— start DATA LINES —

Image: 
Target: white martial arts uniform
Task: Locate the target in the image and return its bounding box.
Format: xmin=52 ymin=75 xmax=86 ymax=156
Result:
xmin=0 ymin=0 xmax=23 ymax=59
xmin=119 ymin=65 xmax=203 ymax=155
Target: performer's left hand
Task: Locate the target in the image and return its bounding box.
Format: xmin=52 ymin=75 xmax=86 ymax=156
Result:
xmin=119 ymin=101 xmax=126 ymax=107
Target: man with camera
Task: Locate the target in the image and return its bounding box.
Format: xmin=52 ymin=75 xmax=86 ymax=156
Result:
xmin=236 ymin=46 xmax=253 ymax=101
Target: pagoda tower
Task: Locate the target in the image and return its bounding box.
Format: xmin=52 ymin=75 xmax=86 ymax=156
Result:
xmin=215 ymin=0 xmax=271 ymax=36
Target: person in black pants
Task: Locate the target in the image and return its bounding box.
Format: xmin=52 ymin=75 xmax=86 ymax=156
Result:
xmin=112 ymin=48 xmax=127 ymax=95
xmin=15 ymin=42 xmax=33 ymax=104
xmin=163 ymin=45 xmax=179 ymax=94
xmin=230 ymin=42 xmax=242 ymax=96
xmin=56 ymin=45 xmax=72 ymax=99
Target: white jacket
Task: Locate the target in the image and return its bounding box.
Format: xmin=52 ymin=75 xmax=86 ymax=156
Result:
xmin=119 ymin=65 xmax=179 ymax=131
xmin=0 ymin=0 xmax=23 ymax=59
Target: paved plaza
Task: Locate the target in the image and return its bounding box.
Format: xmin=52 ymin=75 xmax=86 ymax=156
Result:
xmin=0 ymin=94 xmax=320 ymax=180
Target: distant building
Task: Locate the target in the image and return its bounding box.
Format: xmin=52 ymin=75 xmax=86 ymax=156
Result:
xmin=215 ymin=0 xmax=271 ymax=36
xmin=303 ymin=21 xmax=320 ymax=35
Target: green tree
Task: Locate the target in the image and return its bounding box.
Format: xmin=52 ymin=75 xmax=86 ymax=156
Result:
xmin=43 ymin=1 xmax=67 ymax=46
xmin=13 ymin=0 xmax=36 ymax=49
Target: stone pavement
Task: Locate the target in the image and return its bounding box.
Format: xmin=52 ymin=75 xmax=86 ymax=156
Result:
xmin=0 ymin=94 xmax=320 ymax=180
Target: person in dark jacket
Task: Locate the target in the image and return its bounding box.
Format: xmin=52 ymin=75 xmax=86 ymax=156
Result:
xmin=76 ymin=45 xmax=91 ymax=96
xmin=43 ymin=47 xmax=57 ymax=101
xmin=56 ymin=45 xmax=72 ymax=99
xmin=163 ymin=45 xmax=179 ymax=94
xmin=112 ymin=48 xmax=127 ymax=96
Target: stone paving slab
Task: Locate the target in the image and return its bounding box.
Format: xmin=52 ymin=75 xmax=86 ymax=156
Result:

— end DATA LINES —
— start DATA LINES —

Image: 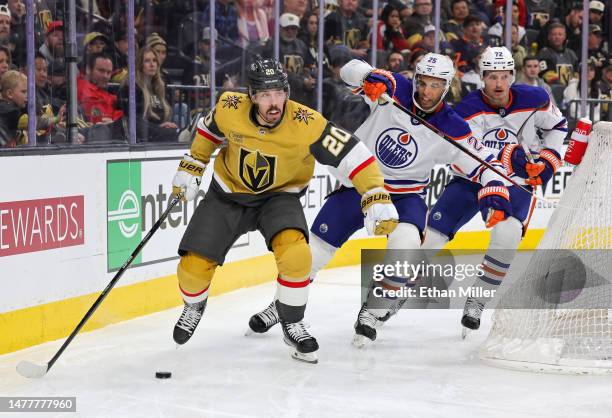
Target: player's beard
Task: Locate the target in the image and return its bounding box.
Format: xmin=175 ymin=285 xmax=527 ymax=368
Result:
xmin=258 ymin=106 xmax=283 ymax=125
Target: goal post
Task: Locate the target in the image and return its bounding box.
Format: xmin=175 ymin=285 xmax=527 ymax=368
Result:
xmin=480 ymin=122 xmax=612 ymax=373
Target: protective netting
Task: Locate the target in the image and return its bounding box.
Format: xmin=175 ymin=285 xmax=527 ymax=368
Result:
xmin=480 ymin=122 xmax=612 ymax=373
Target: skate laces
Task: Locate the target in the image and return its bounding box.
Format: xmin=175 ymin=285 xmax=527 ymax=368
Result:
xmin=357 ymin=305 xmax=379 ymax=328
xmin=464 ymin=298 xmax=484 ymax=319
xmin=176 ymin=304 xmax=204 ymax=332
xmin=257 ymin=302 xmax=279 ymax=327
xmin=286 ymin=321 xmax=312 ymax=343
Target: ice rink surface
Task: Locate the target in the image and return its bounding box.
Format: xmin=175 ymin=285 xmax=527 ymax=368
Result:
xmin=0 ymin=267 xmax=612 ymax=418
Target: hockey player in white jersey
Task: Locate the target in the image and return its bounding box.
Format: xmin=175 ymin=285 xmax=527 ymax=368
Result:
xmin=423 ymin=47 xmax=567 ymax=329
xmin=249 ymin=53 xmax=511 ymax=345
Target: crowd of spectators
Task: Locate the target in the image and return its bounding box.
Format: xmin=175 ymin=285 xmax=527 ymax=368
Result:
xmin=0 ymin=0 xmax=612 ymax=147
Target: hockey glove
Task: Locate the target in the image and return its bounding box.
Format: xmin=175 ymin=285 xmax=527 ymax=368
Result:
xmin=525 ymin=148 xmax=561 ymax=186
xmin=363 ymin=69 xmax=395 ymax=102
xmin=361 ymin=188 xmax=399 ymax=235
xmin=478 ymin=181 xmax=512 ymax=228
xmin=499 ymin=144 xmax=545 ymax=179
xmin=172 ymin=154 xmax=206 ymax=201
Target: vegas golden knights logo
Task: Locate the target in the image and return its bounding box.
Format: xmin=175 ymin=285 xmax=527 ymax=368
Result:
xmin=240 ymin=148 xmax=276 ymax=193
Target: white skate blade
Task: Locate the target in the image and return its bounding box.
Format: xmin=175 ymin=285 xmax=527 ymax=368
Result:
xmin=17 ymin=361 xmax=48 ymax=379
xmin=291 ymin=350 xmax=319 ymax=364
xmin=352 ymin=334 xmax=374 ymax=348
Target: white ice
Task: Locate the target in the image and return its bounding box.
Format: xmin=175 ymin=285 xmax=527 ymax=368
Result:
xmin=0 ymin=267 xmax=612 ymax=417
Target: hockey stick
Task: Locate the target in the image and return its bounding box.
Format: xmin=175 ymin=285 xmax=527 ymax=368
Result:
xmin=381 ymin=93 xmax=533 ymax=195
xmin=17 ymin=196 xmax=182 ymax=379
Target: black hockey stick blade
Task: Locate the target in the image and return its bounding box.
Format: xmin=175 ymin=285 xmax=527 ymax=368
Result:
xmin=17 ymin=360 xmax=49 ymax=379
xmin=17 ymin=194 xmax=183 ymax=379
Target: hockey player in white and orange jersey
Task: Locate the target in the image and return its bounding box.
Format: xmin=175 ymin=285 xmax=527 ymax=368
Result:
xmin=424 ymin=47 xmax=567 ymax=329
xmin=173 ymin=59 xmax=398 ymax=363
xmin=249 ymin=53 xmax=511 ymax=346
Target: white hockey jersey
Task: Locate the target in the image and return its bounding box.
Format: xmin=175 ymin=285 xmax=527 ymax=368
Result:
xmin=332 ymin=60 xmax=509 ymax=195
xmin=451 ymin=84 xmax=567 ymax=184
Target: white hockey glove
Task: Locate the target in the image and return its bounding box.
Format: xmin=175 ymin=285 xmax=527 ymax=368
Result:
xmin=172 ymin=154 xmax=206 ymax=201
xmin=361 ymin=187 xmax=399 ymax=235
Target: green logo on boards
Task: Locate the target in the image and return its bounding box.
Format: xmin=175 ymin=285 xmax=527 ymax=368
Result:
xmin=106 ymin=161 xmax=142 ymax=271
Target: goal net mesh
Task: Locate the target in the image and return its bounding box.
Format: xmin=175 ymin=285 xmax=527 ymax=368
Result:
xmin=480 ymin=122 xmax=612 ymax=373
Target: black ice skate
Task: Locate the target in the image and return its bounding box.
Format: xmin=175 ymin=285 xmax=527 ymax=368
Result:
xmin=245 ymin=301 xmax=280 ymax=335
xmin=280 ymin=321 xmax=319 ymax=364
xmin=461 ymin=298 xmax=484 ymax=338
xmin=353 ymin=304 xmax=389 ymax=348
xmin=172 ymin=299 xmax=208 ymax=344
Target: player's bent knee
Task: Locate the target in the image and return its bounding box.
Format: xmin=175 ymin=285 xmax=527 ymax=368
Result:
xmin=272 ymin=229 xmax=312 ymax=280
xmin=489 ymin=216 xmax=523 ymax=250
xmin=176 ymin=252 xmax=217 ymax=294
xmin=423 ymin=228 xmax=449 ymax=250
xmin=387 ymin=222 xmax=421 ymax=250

— end DATA LINES —

▶ [WORK TO COMPLETE]: Render everything from the line containing "Target: white hockey glove" down to the line containing "xmin=387 ymin=222 xmax=421 ymax=250" as a Markdown table with the columns Row and Text. Number each line in Row and omit any blank lines.

▶ [SOLUTION]:
| Row | Text |
|---|---|
| 1 | Target: white hockey glove |
| 2 | Task: Locate the target in the image and return its bounding box. |
| 3 | Format: xmin=175 ymin=285 xmax=527 ymax=368 |
| 4 | Result: |
| 5 | xmin=172 ymin=154 xmax=206 ymax=201 |
| 6 | xmin=361 ymin=187 xmax=399 ymax=235 |
| 7 | Target: green logo on boards |
| 8 | Task: Locate the target in the image and return its bounding box. |
| 9 | Format: xmin=175 ymin=285 xmax=527 ymax=368 |
| 10 | Result: |
| 11 | xmin=106 ymin=161 xmax=142 ymax=271 |
| 12 | Target: goal net mesh |
| 13 | Task: Locate the target in the image and return its bounding box. |
| 14 | Format: xmin=175 ymin=285 xmax=527 ymax=368 |
| 15 | Result: |
| 16 | xmin=480 ymin=122 xmax=612 ymax=373 |
| 17 | Target: black ice skate |
| 18 | Task: Locate the target in the image and return its bounding box. |
| 19 | Format: xmin=175 ymin=285 xmax=527 ymax=368 |
| 20 | Result: |
| 21 | xmin=245 ymin=301 xmax=280 ymax=335 |
| 22 | xmin=280 ymin=321 xmax=319 ymax=364 |
| 23 | xmin=461 ymin=298 xmax=484 ymax=338 |
| 24 | xmin=353 ymin=304 xmax=389 ymax=348 |
| 25 | xmin=172 ymin=299 xmax=208 ymax=344 |
| 26 | Target: player's bent knee |
| 27 | Task: Locate the target in the image and return its bounding box. |
| 28 | Format: xmin=175 ymin=285 xmax=527 ymax=368 |
| 29 | Result: |
| 30 | xmin=272 ymin=229 xmax=312 ymax=280 |
| 31 | xmin=489 ymin=216 xmax=523 ymax=250 |
| 32 | xmin=176 ymin=252 xmax=217 ymax=294 |
| 33 | xmin=423 ymin=228 xmax=449 ymax=250 |
| 34 | xmin=387 ymin=222 xmax=421 ymax=250 |